WHAT TO WORK ON:
In the GFP crystal structure excerpt below, please give the buried surface area at the interface between the two molecules of the usGFP asymmetric unit.
(Beginning of EXCERPT)
Table 1 X-ray data collection and structure refinement statistics for usGFP and muGFP. Values for the highest resolution shell are given in parentheses.
Figure 1
figure 1

The crystal structures of sfGFP and usGFP. (A) Crystal structure of usGFP (orange; PDB ID: 5JZK) showing the dimeric crystallographic asymmetric unit. The chromophore is shown in stick representation and L69 and Y164 are shown in magenta. (B) L69 of usGFP showing the absence of the water molecule observed near Q69 of sfGFP. (C) Y164 of usGFP. (D) Crystal structure of sfGFP (green; PDB ID: 2B3P21). The dimer was reconstructed by crystallographic symmetry. The chromophore is shown in stick representation and Q69 and N164 are shown in magenta. (E) Q69 of sfGFP forms an H-bond to an ordered water molecule in the core of the structure. (F) N164 of sfGFP. Hydrogen bonds are shown as dashed yellow lines.

The N164Y mutation of usGFP was located on the outer surface of the β-barrel on β-strand 8, and participated in crystal contacts via van der Waals interactions with G232 from the C-terminal α-helix of neighbouring, symmetry related molecules. The side chain hydroxyl group of the substituted residue, Y164, of usGFP formed intramolecular hydrogen bonds with the side chains of K166 and D180 (Fig. 1C). In contrast, the sidechain of N164 of sfGFP, which was exposed to a solvent channel in the crystal, did not appear to form any strong hydrogen bonds with surrounding side chains, while the side chain amine group of neighbouring residue K162 formed a hydrogen bond with the side chain hydroxyl group of Y182 (Fig. 1F). Thus, the increased reach of the tyrosine side chain with respect to the asparagine may mediate altered or more extensive hydrogen bonding networks at the surface of the protein and, thus, contribute to structural stability of usGFP. Interestingly, the orientation of the side chains of residue 164 and Y182 mirrored each other in their respective structures.

Examination of the interface between the two molecules of the asymmetric unit of usGFP showed that this created a buried surface area of 823 Å2 (7.7% total surface area), determined using PISA20. Although sfGFP was reported to be monomeric21 a similar interface was found in the sfGFP crystal structure. Generation of the symmetry related molecules from the single protein molecule of the sfGFP asymmetric unit provided a dimeric structure, essentially the same as that determined for usGFP (Fig. 1D, Cα RMSD 0.688 Å), with a buried surface area of 977 Å2 (9.3% total surface area) at the interface.
(End of EXCERPT)
(Beginning of INFORMATION GIVEN)
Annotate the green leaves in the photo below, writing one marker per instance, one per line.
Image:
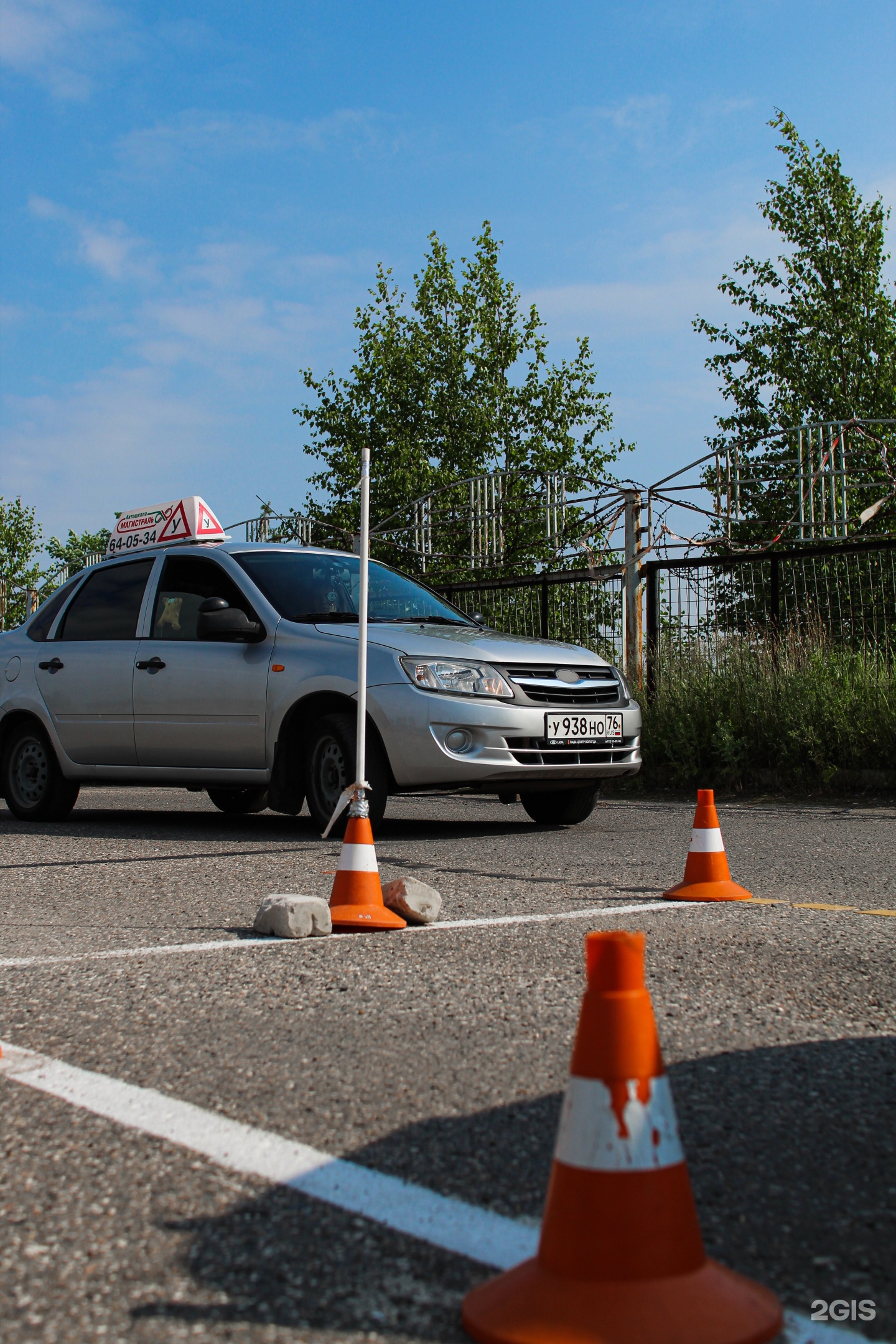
(75, 549)
(19, 549)
(452, 385)
(820, 338)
(End of INFORMATION GIVEN)
RESPONSE AREA:
823 Å2 (7.7% of the total surface area)